**EXERCISE DETAILS**
Please gather every line below that contains the word "storage" and copy each of those lines in full.

**INFORMATION SHOWN**
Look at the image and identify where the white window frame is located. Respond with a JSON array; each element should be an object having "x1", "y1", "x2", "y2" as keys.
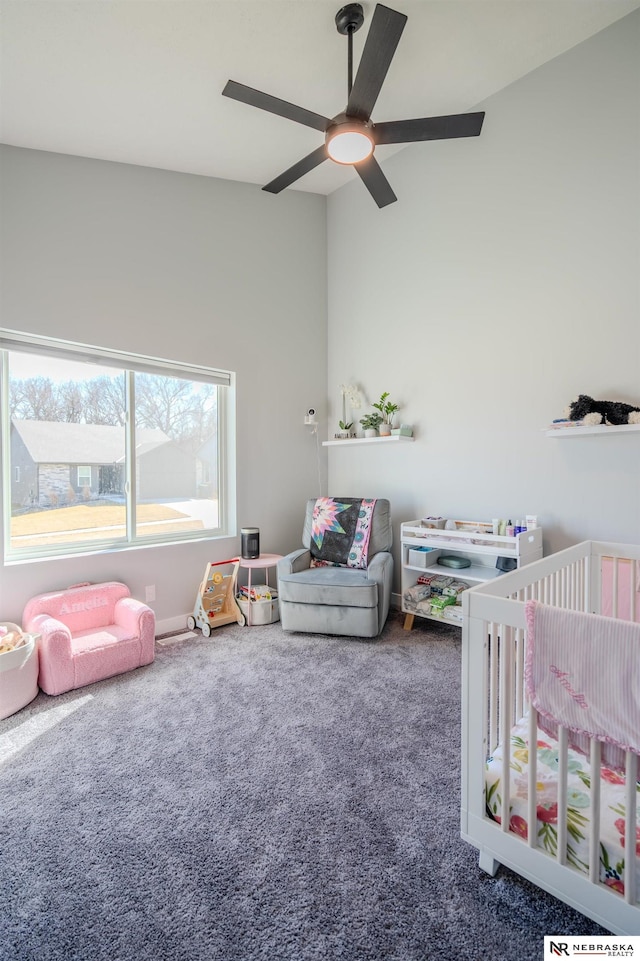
[{"x1": 0, "y1": 327, "x2": 236, "y2": 564}]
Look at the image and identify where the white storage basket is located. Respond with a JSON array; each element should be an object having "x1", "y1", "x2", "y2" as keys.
[
  {"x1": 237, "y1": 590, "x2": 280, "y2": 626},
  {"x1": 0, "y1": 622, "x2": 39, "y2": 719}
]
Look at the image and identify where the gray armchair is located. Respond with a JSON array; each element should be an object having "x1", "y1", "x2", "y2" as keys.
[{"x1": 278, "y1": 497, "x2": 393, "y2": 637}]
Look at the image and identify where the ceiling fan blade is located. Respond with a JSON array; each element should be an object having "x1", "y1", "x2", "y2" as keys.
[
  {"x1": 262, "y1": 144, "x2": 327, "y2": 194},
  {"x1": 373, "y1": 111, "x2": 484, "y2": 144},
  {"x1": 222, "y1": 80, "x2": 331, "y2": 133},
  {"x1": 353, "y1": 155, "x2": 398, "y2": 207},
  {"x1": 346, "y1": 3, "x2": 407, "y2": 120}
]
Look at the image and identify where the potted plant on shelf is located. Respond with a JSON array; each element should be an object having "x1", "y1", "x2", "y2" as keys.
[
  {"x1": 360, "y1": 412, "x2": 382, "y2": 437},
  {"x1": 336, "y1": 420, "x2": 353, "y2": 440},
  {"x1": 371, "y1": 390, "x2": 400, "y2": 437}
]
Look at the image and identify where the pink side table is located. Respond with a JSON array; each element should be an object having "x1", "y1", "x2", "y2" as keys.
[{"x1": 240, "y1": 554, "x2": 283, "y2": 627}]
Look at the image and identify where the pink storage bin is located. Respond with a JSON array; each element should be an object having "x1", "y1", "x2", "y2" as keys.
[{"x1": 0, "y1": 623, "x2": 38, "y2": 720}]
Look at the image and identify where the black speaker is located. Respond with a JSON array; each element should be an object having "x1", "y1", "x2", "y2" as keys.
[{"x1": 240, "y1": 527, "x2": 260, "y2": 560}]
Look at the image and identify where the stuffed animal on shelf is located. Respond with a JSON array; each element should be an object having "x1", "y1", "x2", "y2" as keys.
[{"x1": 565, "y1": 394, "x2": 640, "y2": 425}]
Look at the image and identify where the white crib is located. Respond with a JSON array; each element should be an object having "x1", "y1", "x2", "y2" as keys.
[{"x1": 461, "y1": 541, "x2": 640, "y2": 934}]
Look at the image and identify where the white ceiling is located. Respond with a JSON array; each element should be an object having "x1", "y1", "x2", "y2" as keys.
[{"x1": 0, "y1": 0, "x2": 640, "y2": 194}]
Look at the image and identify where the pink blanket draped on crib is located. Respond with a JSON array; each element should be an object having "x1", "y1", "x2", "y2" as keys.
[{"x1": 525, "y1": 601, "x2": 640, "y2": 767}]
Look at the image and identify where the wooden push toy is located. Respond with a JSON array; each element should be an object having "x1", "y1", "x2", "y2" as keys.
[{"x1": 187, "y1": 557, "x2": 245, "y2": 637}]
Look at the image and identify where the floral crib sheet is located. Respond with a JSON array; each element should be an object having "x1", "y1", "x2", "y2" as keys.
[{"x1": 485, "y1": 717, "x2": 640, "y2": 894}]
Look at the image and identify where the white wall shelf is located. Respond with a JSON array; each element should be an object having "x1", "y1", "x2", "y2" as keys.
[
  {"x1": 322, "y1": 434, "x2": 414, "y2": 447},
  {"x1": 546, "y1": 424, "x2": 640, "y2": 437},
  {"x1": 400, "y1": 520, "x2": 542, "y2": 630}
]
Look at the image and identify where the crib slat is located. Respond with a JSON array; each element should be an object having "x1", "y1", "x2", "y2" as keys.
[
  {"x1": 527, "y1": 705, "x2": 538, "y2": 848},
  {"x1": 500, "y1": 624, "x2": 513, "y2": 832},
  {"x1": 589, "y1": 738, "x2": 601, "y2": 884},
  {"x1": 611, "y1": 557, "x2": 618, "y2": 617},
  {"x1": 556, "y1": 727, "x2": 569, "y2": 864},
  {"x1": 489, "y1": 623, "x2": 498, "y2": 753},
  {"x1": 624, "y1": 751, "x2": 638, "y2": 904}
]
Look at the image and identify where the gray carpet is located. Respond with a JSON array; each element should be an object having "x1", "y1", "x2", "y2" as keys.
[{"x1": 0, "y1": 614, "x2": 601, "y2": 961}]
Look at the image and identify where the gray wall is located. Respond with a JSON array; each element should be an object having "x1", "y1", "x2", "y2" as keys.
[
  {"x1": 0, "y1": 147, "x2": 327, "y2": 622},
  {"x1": 0, "y1": 12, "x2": 640, "y2": 619},
  {"x1": 328, "y1": 12, "x2": 640, "y2": 576}
]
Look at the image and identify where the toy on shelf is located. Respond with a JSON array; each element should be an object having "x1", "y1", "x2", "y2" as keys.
[
  {"x1": 187, "y1": 557, "x2": 245, "y2": 637},
  {"x1": 565, "y1": 394, "x2": 640, "y2": 426}
]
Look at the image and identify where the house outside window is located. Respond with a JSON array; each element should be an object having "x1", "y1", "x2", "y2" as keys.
[
  {"x1": 0, "y1": 329, "x2": 234, "y2": 561},
  {"x1": 77, "y1": 467, "x2": 91, "y2": 491}
]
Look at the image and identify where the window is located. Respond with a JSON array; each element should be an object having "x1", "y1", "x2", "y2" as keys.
[
  {"x1": 78, "y1": 467, "x2": 91, "y2": 487},
  {"x1": 0, "y1": 330, "x2": 233, "y2": 560}
]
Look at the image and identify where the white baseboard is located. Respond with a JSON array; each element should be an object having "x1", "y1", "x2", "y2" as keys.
[{"x1": 156, "y1": 611, "x2": 191, "y2": 637}]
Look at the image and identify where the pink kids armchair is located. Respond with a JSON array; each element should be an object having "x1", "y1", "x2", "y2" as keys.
[{"x1": 22, "y1": 581, "x2": 155, "y2": 694}]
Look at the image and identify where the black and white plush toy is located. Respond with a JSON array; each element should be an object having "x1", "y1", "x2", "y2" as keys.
[{"x1": 565, "y1": 394, "x2": 640, "y2": 425}]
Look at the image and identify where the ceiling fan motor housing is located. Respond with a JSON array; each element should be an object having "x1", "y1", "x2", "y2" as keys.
[{"x1": 336, "y1": 3, "x2": 364, "y2": 36}]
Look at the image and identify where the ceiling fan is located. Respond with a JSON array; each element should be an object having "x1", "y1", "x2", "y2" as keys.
[{"x1": 222, "y1": 3, "x2": 484, "y2": 207}]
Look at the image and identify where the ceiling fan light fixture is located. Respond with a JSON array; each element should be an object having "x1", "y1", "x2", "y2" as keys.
[{"x1": 327, "y1": 123, "x2": 374, "y2": 164}]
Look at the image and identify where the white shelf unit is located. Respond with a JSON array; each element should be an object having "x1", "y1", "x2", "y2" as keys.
[
  {"x1": 546, "y1": 424, "x2": 640, "y2": 437},
  {"x1": 400, "y1": 520, "x2": 542, "y2": 630},
  {"x1": 322, "y1": 434, "x2": 413, "y2": 447}
]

**SOLVED PROBLEM**
Look at the image and identify where the white storage basket is located. Respond with a JSON array; each element should be an object having "x1", "y1", "x2", "y2" as keys.
Look at the image and identify where the pink storage bin is located. Respond with a JSON array; each element should be an object having "x1", "y1", "x2", "y2" as keys.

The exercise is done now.